KUTIPAN TEKS =>
Rabu, 24 Juni 2015

Ramadhan ke-7; Bed Rest Suddently

Bagaimana rasanya menunggu giliran tampil dalam suatu pertunjukan/perlombaan? Tentunya deg-degan ya. Aku pernah merasakannya. Bahkan sering. Tapi yang aku alami kali ini berbeda karena aku sedang menunggu giliran dalam pengajuan judul penelitian. Mungkin nggak akan sebegini berdebarnya kalau kenyataannya aku hanya sendirian di ruang tunggu. Kondisinya sekarang, aku berada di antara teman-teman yang sedang mengajukan diri mengikuti sidang skripsi, atau minimal mengikuti ujian hasil. Lah aku? Baru akan mengajukan judul. Perbedaan ini sangat kontras. Aku seperti orang yang asing dengan proses wajib bagi seluruh mahasiswa ini. Sudah pasti karena selama ini aku memilih berjalan dahulu ke tempat berbeda, ke proses yang lain.
“Eh, Lina itu mau ngajuin apa?”
“Dia mau sidang skripsi lagi El.”
“Ohhhh…”
“Eh, Dian itu mau ujian apa besok?”
“Dia juga sidang skripsi El.”
“Oooohhh. Kalau kamu ujian apa setelah ini?”
“Aku mau ujian Hasil lagi El.”
Aku hanya ber-oooo panjang setiap kali mengetahui proses teman-teman di sekitarku. Ntah sudah sejauh mana selama ini aku melangkah  sehingga aku tidak tahu menahu tentang mereka. lebih tepatnya aku yang tidak mau tahu dan mencari tahu. Ya, tentu saja, bukankah aku sendiri yang memilih untuk berbelok arah dulu? Kini, aku tersadar bahwa ternyata aku tidak pernah benar-benar berlari, jangankan untuk melompat tinggi. Karena, di bahuku ada tugas besar yang belum ku selesaikan dan ku pikul ke mana pergi.

***
Aku berjalan mendekati kelas C7, di mana pak Suarman berada.
“Kamu saya dengar mau lama tamat ya?” tanya pak Pides yang sedang berdiri tepat di depan C7.
“Hah? Nggak kok Pak. Ini sedang berusaha,” jawabku santai.
“Saya dengar gitu dari dosen lain.”
Wew, berarti aku terkenal ya pemirsa di kalangan para dosen? Hihii. Alhamdulillah, semoga di kenal dengan yang baik-baik. Aamiin.
“Wah, berarti kamu nggak bisa Cumlaude ya?”

LATIHAN =>
Tulis kembali bagian kutipan antara "Ramadhan ke-7; Bed" dan "proses yang lain.", termasuk keduanya, dengan menukar "ruang tunggu" dengan "ruang baca". Data ini tidak berkaitan dengan kutipan di atas.

DATA TERSEDIA =>
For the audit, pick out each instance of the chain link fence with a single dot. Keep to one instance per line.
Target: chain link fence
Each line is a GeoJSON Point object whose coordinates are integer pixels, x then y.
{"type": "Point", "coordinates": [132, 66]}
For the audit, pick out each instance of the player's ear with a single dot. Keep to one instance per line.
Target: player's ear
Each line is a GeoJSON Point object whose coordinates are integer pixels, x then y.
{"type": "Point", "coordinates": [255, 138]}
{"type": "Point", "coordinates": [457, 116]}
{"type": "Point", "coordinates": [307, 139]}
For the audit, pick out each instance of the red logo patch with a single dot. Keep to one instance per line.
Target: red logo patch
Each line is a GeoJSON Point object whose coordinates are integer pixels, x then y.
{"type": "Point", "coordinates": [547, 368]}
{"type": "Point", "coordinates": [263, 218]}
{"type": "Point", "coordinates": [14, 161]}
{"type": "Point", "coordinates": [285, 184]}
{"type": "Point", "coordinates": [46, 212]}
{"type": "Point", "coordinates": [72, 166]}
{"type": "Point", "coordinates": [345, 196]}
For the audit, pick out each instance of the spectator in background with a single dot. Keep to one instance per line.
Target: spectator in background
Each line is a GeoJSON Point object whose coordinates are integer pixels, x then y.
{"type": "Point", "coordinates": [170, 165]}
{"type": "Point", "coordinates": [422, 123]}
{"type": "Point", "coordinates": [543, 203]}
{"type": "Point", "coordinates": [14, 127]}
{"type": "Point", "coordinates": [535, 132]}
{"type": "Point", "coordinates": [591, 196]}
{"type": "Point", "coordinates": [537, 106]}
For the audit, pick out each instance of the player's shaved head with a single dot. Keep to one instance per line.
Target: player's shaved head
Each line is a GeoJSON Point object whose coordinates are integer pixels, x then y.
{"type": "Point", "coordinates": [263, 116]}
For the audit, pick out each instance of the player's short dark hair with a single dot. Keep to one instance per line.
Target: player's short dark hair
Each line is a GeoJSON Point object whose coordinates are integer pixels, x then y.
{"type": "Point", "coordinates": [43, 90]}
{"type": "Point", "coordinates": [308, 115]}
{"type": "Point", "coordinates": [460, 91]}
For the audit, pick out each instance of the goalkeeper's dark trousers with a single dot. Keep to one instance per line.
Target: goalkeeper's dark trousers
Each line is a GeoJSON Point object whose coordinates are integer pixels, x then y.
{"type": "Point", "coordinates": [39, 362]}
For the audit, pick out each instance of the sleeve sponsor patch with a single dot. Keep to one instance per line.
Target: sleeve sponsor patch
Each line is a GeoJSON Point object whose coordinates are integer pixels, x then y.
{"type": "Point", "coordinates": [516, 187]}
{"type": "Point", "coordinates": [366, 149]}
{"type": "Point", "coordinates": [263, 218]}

HASIL JAWABAN =>
Ramadhan ke-7; Bed Rest Suddently

Bagaimana rasanya menunggu giliran tampil dalam suatu pertunjukan/perlombaan? Tentunya deg-degan ya. Aku pernah merasakannya. Bahkan sering. Tapi yang aku alami kali ini berbeda karena aku sedang menunggu giliran dalam pengajuan judul penelitian. Mungkin nggak akan sebegini berdebarnya kalau kenyataannya aku hanya sendirian di ruang baca. Kondisinya sekarang, aku berada di antara teman-teman yang sedang mengajukan diri mengikuti sidang skripsi, atau minimal mengikuti ujian hasil. Lah aku? Baru akan mengajukan judul. Perbedaan ini sangat kontras. Aku seperti orang yang asing dengan proses wajib bagi seluruh mahasiswa ini. Sudah pasti karena selama ini aku memilih berjalan dahulu ke tempat berbeda, ke proses yang lain.